It was then we realized, Philip and I had done all we could do on our own. In August of 2006, we created the nonprofit Circle P Sanctuary, Inc. and applied for Recognition of Exemption under Section 501 © (3) of the Internal Revenue Code. We received our Determination Letter in April of 2007 granting us our status of a tax-deductible charitable organization. We purchased additional property a few doors down to create what is now known as our Receiving Center, a 24 hour critical care/quarantine facility. Philip and I took up residency there in 2007 so we would be able to closely monitor and care for the most critical of cases. All new intakes of the Circle P begin their journey at our Receiving Center and once physically rehabilitated, relocate to our 86 acre Equine Center.

Collected material |

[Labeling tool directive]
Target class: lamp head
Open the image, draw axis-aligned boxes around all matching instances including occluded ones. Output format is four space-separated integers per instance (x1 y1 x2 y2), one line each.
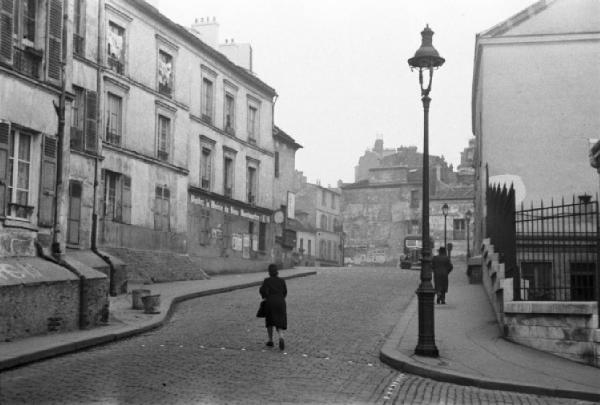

Tasks to carry out |
1 - According to the sanctuary passage, why did Philip and the writer move into the Receiving Center in 2007?
2 - Repeat the sanctuary passage word for word, from "It was then" up to and including "acre Equine Center.".
The material has no role in this exercise.

Expected responses |
1 - They moved there so they would be able to closely monitor and care for the most critical cases. The Receiving Center is a 24-hour critical care and quarantine facility where all new intakes begin.

2 -
It was then we realized, Philip and I had done all we could do on our own. In August of 2006, we created the nonprofit Circle P Sanctuary, Inc. and applied for Recognition of Exemption under Section 501 © (3) of the Internal Revenue Code. We received our Determination Letter in April of 2007 granting us our status of a tax-deductible charitable organization. We purchased additional property a few doors down to create what is now known as our Receiving Center, a 24 hour critical care/quarantine facility. Philip and I took up residency there in 2007 so we would be able to closely monitor and care for the most critical of cases. All new intakes of the Circle P begin their journey at our Receiving Center and once physically rehabilitated, relocate to our 86 acre Equine Center.